__EXERCISE DETAILS__. Output the material below line for line, with no changes.

__RECORD EXTRACTS__.
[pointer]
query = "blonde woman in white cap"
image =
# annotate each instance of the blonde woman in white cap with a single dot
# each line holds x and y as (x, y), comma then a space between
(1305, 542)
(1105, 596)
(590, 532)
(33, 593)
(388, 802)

__FULL RESPONSE__.
[pointer]
query = "blonde woman in white cap"
image =
# annotate each instance of the blonde woman in white cap with a single dot
# each line holds x and y as (x, y), comma then a space between
(1305, 542)
(1105, 596)
(590, 532)
(33, 593)
(388, 802)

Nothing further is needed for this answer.